**WHAT TO DO:** Write the data below out again in full, exactly as shown.

**EXERCISE INPUTS:**
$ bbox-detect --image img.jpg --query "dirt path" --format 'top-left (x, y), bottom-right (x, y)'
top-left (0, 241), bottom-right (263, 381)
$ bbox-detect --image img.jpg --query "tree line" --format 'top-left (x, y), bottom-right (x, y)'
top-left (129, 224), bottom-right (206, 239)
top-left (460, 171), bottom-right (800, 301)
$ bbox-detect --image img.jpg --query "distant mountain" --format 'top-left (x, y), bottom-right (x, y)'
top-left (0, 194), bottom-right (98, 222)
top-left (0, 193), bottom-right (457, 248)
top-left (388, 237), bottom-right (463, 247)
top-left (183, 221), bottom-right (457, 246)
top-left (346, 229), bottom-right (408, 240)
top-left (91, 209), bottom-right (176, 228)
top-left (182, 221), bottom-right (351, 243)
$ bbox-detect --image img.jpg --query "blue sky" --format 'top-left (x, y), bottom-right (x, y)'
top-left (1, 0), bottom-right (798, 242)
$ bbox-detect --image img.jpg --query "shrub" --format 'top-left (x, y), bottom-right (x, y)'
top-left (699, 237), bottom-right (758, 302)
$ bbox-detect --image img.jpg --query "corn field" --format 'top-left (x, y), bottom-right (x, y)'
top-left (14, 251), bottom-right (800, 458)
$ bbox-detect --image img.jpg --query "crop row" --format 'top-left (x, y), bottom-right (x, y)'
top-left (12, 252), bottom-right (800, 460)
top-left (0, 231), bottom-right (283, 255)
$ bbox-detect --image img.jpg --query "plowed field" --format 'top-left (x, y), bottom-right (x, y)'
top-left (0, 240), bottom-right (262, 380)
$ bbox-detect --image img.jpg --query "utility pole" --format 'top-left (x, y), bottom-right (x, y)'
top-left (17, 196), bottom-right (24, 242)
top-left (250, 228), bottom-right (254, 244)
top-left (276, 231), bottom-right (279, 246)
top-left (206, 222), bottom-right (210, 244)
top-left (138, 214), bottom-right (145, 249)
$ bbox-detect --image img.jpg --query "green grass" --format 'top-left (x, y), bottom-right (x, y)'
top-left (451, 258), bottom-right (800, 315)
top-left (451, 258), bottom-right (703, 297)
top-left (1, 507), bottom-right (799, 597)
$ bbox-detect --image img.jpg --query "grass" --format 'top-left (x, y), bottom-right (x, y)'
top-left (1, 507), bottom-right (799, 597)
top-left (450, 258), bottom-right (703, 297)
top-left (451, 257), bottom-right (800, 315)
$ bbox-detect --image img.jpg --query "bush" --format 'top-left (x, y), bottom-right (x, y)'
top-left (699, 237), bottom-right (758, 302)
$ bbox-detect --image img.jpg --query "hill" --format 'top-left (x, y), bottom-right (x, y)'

**ANSWER FOR THIS EXERCISE:**
$ bbox-detect --image img.jpg --query "dirt path" --format 'top-left (x, y), bottom-right (x, y)'
top-left (0, 241), bottom-right (263, 381)
$ bbox-detect --image img.jpg --query "tree line" --format 'top-left (x, y), bottom-right (x, y)'
top-left (129, 224), bottom-right (206, 239)
top-left (460, 171), bottom-right (800, 301)
$ bbox-detect --image img.jpg --query "distant mountain" --format 'top-left (x, y), bottom-right (x, y)'
top-left (0, 194), bottom-right (98, 222)
top-left (0, 193), bottom-right (457, 248)
top-left (388, 237), bottom-right (463, 247)
top-left (183, 221), bottom-right (457, 246)
top-left (346, 229), bottom-right (408, 240)
top-left (91, 209), bottom-right (176, 228)
top-left (182, 221), bottom-right (351, 243)
$ bbox-detect --image img.jpg --query "blue sky" --format 'top-left (x, y), bottom-right (x, y)'
top-left (1, 0), bottom-right (798, 242)
$ bbox-detect --image img.jpg --query "shrub" --format 'top-left (x, y), bottom-right (x, y)'
top-left (699, 237), bottom-right (758, 302)
$ bbox-detect --image img.jpg --query "corn field" --format 'top-left (x, y), bottom-right (x, y)'
top-left (14, 251), bottom-right (800, 458)
$ bbox-detect --image img.jpg --query "crop row" --format 'top-left (x, y), bottom-right (x, y)'
top-left (12, 252), bottom-right (800, 460)
top-left (0, 231), bottom-right (283, 255)
$ bbox-detect --image img.jpg --query "plowed field" --format 'top-left (x, y), bottom-right (x, y)'
top-left (0, 240), bottom-right (262, 380)
$ bbox-detect --image img.jpg --query "utility pole" --format 'top-left (x, y), bottom-right (x, y)'
top-left (17, 196), bottom-right (24, 242)
top-left (250, 228), bottom-right (254, 244)
top-left (276, 231), bottom-right (279, 246)
top-left (206, 222), bottom-right (210, 244)
top-left (138, 214), bottom-right (145, 249)
$ bbox-detect --image img.jpg --query "green grass" --format 'top-left (x, y), bottom-right (x, y)'
top-left (451, 258), bottom-right (800, 315)
top-left (451, 258), bottom-right (703, 297)
top-left (1, 507), bottom-right (799, 597)
$ bbox-detect --image img.jpg --query "grass" --format 'top-left (x, y), bottom-right (x, y)'
top-left (1, 507), bottom-right (799, 597)
top-left (450, 258), bottom-right (703, 297)
top-left (451, 257), bottom-right (800, 315)
$ bbox-detect --image img.jpg --query "bush" --format 'top-left (x, y), bottom-right (x, y)'
top-left (699, 237), bottom-right (758, 302)
$ bbox-detect --image img.jpg --query "hill" --format 'top-left (x, y), bottom-right (x, y)'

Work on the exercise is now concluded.